Work order =
Check each line of the data, and copy those where "gold" appears.

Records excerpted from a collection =
--- START ---

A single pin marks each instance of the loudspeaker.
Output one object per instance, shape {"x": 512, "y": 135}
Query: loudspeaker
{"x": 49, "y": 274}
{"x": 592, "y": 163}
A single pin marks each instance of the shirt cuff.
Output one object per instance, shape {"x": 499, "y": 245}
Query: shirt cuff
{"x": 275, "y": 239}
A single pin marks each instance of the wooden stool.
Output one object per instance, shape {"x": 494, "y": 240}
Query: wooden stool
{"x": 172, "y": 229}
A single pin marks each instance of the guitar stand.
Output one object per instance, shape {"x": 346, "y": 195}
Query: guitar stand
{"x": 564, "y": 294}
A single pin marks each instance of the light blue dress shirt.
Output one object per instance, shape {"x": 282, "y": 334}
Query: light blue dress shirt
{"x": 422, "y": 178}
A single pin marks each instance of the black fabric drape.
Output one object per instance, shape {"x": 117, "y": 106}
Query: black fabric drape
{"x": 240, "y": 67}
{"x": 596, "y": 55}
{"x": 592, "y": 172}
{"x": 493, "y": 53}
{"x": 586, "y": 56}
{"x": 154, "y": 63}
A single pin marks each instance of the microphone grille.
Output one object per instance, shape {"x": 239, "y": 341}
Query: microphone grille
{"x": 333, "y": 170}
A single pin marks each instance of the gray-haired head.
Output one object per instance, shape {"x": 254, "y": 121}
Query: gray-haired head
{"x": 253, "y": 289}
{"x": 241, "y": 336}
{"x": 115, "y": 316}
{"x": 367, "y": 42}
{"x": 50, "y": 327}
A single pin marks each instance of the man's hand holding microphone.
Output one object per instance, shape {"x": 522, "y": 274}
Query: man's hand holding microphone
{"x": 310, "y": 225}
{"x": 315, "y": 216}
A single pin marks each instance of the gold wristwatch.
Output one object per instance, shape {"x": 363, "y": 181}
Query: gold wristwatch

--- END ---

Exercise output =
A single pin marks each instance of the gold wristwatch.
Query: gold wristwatch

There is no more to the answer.